■ What to produce:
Give every entry again, word for word.

■ Data section:
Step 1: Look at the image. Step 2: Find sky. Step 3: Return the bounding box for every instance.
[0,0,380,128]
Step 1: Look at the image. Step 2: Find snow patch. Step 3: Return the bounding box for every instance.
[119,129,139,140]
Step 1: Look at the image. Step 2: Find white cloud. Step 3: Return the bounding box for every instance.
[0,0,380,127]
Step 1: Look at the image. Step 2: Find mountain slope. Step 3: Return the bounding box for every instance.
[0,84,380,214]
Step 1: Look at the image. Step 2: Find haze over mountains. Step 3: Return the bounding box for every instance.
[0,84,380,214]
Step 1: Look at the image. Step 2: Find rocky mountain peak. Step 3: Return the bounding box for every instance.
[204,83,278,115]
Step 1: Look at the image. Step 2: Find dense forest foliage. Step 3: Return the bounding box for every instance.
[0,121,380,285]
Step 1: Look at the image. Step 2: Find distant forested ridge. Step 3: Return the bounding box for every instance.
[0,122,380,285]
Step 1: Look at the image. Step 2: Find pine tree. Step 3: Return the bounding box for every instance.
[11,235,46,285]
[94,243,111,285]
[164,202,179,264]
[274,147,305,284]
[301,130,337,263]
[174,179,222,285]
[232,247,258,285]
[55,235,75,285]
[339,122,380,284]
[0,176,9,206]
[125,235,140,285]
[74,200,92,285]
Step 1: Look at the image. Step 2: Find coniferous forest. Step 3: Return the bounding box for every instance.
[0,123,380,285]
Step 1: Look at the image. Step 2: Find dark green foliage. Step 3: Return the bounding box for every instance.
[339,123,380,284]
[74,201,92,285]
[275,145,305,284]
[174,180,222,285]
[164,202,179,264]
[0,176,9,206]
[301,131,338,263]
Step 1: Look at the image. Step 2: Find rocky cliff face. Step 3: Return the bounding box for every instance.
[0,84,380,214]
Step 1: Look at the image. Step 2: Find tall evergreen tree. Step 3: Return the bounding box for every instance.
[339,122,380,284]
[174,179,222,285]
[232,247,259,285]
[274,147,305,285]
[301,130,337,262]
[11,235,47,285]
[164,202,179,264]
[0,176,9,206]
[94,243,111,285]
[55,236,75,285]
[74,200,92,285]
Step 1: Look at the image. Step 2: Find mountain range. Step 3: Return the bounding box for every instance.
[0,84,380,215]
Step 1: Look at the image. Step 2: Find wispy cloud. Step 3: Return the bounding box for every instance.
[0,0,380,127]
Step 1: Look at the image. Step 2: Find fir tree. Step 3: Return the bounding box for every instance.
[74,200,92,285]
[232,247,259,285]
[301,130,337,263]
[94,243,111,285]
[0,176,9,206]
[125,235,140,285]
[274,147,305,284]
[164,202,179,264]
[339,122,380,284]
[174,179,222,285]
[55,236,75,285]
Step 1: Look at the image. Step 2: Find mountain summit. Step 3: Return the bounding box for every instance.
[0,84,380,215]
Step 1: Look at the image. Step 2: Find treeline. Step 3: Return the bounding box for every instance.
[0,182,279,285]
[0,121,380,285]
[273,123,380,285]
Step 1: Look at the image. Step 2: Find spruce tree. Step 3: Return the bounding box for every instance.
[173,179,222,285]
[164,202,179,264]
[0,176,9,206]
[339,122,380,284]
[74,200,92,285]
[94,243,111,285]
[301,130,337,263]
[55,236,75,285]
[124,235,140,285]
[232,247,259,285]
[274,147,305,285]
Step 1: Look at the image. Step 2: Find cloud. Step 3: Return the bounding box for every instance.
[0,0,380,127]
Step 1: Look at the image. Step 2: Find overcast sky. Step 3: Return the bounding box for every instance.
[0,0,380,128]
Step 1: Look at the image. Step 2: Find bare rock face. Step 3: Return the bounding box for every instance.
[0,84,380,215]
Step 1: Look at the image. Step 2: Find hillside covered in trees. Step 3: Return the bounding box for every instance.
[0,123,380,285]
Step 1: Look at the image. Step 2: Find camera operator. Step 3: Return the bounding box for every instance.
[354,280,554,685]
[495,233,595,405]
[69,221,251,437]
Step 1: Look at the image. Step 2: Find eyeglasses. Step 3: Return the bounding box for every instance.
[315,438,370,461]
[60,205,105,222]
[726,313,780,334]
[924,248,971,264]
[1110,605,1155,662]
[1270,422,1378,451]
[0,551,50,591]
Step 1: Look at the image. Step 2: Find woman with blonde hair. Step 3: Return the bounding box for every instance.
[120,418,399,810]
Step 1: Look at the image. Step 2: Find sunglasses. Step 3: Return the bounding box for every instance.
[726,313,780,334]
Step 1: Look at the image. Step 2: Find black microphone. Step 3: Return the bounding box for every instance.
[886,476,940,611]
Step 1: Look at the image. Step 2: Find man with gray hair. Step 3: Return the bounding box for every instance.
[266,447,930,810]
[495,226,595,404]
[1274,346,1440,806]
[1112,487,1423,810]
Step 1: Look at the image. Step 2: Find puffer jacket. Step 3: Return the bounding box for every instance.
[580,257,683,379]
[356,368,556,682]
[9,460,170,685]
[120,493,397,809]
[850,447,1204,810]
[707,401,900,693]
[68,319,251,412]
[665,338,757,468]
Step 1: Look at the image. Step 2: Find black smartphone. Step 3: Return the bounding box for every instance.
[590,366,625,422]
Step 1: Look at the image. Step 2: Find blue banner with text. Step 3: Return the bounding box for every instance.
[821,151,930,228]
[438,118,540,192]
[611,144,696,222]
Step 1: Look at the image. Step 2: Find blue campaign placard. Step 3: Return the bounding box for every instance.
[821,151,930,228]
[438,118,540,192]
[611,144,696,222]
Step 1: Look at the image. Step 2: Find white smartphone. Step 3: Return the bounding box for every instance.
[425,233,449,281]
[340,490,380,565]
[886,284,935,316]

■ Output of the task:
Step 1: Look at the image. Step 2: Find sky. Step 3: Return the bounding box for every instance.
[0,0,380,128]
Step 1: Look at the image. Step 2: Find snow patch. Step 3: Return the bounding box for every instance.
[119,129,139,140]
Step 1: Look at the image. Step 2: Find white cloud. Step 3: Return the bounding box for every instance.
[0,0,380,127]
Step 1: Look at the image. Step 2: Find mountain slope. Step 3: Return the bounding box for every instance.
[0,84,380,214]
Step 1: Look at the image. Step 2: Find haze over mountains. Step 3: Return the bounding box for every instance.
[0,84,380,214]
Step 1: Look at the image. Step 2: Find rocky mountain peak. Step 3: Return the bounding box for every instance.
[204,83,278,115]
Step 1: Look at the image. Step 2: Find dense forest foliage. Step 3: Return the bounding box for every instance.
[0,121,380,285]
Step 1: Look at the image. Step 2: Find distant forested ridge. Step 3: Return the bounding box for every instance.
[0,122,380,285]
Step 1: Look at the image. Step 2: Find pine tree. Step 3: Return the bounding box for every instance.
[11,235,46,285]
[94,243,111,285]
[164,202,179,264]
[274,147,305,284]
[301,130,337,263]
[174,179,222,285]
[232,247,258,285]
[55,235,75,285]
[339,122,380,284]
[0,176,9,206]
[125,235,140,285]
[74,200,92,285]
Step 1: Look at the image. Step 2: Find coniferous forest. Step 3: Return the bounding box for every instance.
[0,123,380,285]
Step 1: Look at the image. Step 2: Find dark green foliage. Step 3: Return the bounding box for every instance.
[339,123,380,284]
[74,201,92,285]
[275,145,305,284]
[174,180,222,285]
[164,202,179,264]
[0,176,9,206]
[301,131,338,263]
Step 1: Look at the image. Step 2: Find rocky cliff face. Step 3: Return the bounding box for every instance.
[0,84,380,214]
Step 1: Look at the image. Step 2: Find tall evergreen tree. Step 3: Return the bounding box for every instance.
[339,122,380,284]
[174,179,222,285]
[232,247,259,285]
[274,147,305,285]
[301,130,337,262]
[11,235,47,285]
[164,202,179,264]
[0,176,9,206]
[94,243,111,285]
[55,236,75,285]
[74,200,92,285]
Step 1: Look at the image. Step 2: Find mountain range. Step 3: Return the bounding box for every instance.
[0,84,380,215]
Step 1: Look at the image. Step 2: Find wispy cloud. Step 3: Return the bounding box for every instance.
[0,0,380,127]
Step 1: Look at the image. Step 2: Find fir tree. Step 3: Return the bounding box for every instance.
[74,200,92,285]
[232,247,259,285]
[301,130,337,263]
[94,243,111,285]
[0,176,9,206]
[125,235,140,285]
[274,147,305,284]
[164,202,179,264]
[339,122,380,284]
[174,179,222,285]
[55,236,75,285]
Step 1: Look at the image. Step 2: Find mountain summit. Step 3: Return the bounding box for every instance.
[0,84,380,215]
Step 1: Look at the image. Step 2: Find treeline. Step 3: Return the bounding box for every instance.
[0,182,279,285]
[0,121,380,285]
[273,123,380,285]
Step 1: Look at the image. Step 2: Find spruce tree. Step 3: Return the bounding box for every instance.
[173,179,222,285]
[164,202,179,264]
[0,176,9,206]
[339,122,380,284]
[74,200,92,285]
[94,243,111,285]
[301,130,337,263]
[55,236,75,285]
[124,235,140,285]
[232,247,259,285]
[274,147,305,285]
Step 1: Look at the image. Step 2: Find cloud. Step 3: Return the bounding box for every instance.
[0,0,380,127]
Step 1: Look at the image. Step 2: Find overcast sky. Step 3: Return the bounding box for every instance.
[0,0,380,128]
Step 1: Look at the image. Step 2: Find bare rock face. Step 3: Return the bounding box for every instance.
[0,84,380,215]
Step 1: Look at the image. Step 2: Find hillside covered in trees. Step 3: Return the bounding box for every instance.
[0,123,380,285]
Step 1: Look at the image. Step 2: Find camera operator. Step 3: Return the bounding box for every instance.
[354,280,554,685]
[495,233,595,405]
[69,221,251,437]
Step 1: Look at the image. Step 2: Find eyeglasses. Step 3: Return the bounding box for every instance.
[315,438,370,461]
[60,205,105,222]
[726,313,780,334]
[924,248,971,264]
[1110,605,1155,662]
[1270,422,1378,451]
[0,551,50,591]
Step 1: Look at the image. Step 2: Find woman with blonde hair. Step 3: Return the bounding box for every instance.
[120,418,399,810]
Step 1: Look at the image. Step 2: Find sunglasses. Step 3: Return the bounding box for every instance.
[726,313,780,334]
Step 1: Look at the image. Step 2: Find black microphone. Step 3: Return the bounding box for every instance.
[886,476,940,611]
Step 1: Look at the image. Step 2: Find man with gray hair. Step 3: Return the bounding box for every instance.
[266,447,930,810]
[495,226,595,404]
[1274,346,1440,806]
[1112,487,1423,810]
Step 1: Look at the image. Step 2: Find puffer jacket. Step 3: Return the bounding box for every instance.
[580,257,683,379]
[356,368,556,682]
[9,460,170,685]
[120,493,397,809]
[850,447,1204,810]
[707,401,900,693]
[68,319,251,412]
[665,338,757,468]
Step 1: Look at the image. Step 2: Find black smartphone. Step 3: Return the bounding box for every instance.
[590,366,625,422]
Step 1: Look at the image. Step 2: Find blue banner with text. Step 3: Return the bounding box for every instance.
[821,151,930,228]
[438,118,540,192]
[611,144,696,222]
Step 1: Look at the image. Step 2: Find blue campaign placard. Step 3: Return the bounding box for every instance.
[821,151,930,228]
[438,118,540,192]
[611,144,696,222]
Step 1: Look at the image. Step 2: Find white smartphone. Step 3: Return the bounding box for every instance.
[425,233,449,281]
[340,490,380,565]
[886,284,935,316]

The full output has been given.